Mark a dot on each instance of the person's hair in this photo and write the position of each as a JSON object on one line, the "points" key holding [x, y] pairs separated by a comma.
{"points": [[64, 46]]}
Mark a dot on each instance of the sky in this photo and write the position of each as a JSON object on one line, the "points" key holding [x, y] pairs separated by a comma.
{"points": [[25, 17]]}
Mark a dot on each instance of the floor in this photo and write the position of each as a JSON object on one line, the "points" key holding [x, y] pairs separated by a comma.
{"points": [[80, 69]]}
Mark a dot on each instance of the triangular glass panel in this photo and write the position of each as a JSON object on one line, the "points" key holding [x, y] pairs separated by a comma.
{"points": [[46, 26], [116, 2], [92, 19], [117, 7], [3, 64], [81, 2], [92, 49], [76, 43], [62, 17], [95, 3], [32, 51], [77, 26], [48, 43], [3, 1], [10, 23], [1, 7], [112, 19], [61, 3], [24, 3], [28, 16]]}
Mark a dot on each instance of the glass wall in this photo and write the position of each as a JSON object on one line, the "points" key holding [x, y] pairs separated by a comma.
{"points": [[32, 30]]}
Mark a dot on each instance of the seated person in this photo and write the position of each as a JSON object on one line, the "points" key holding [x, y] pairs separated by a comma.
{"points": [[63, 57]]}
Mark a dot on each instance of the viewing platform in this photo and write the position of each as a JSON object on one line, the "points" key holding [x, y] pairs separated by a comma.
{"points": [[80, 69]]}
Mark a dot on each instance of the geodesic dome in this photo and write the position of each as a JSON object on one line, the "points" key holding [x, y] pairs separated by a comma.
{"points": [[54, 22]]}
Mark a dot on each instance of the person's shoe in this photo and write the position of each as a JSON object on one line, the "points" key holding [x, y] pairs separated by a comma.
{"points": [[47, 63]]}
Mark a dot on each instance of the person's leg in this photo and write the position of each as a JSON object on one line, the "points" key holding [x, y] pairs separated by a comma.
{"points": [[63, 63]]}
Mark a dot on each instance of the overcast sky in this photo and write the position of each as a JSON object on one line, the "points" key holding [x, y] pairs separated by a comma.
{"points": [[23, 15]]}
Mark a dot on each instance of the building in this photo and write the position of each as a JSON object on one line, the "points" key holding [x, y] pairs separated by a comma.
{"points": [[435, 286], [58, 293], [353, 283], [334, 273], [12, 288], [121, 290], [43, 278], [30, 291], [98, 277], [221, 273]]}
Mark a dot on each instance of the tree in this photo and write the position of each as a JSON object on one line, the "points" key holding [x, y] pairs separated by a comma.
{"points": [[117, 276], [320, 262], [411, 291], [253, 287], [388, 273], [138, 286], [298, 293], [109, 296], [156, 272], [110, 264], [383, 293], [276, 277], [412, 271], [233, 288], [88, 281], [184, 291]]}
□ □ □ □ □ □ □
• What is needed
Reproduce the items starting at the line containing "Mark a dot on each instance of the overcast" and ending with the last item, requests included, and raise every x and y point coordinate in the answers by 42.

• Solution for this task
Mark a dot on each instance of the overcast sky in this photo and write the position of each as a JSON object on one line, the "points" key holding [x, y] pairs separated by a comma.
{"points": [[65, 57]]}
Mark a dot on each instance of the building in this photo and write the position of each as a JSON object on one line, the "points" key holding [x, y] pairs separated by a comma.
{"points": [[477, 328], [100, 335], [395, 325], [376, 315], [54, 330], [163, 332], [85, 320], [72, 333], [140, 319], [263, 315]]}
Mark a dot on each instance of the tree in this photo and write the position of each as a JSON object on one line, the "points" key holding [x, y] pairs separated by a comma.
{"points": [[159, 318], [362, 304], [453, 333], [295, 329], [430, 315], [180, 328], [340, 335], [151, 338], [198, 314], [152, 306], [425, 335], [318, 319], [454, 313], [275, 330], [130, 323], [226, 333]]}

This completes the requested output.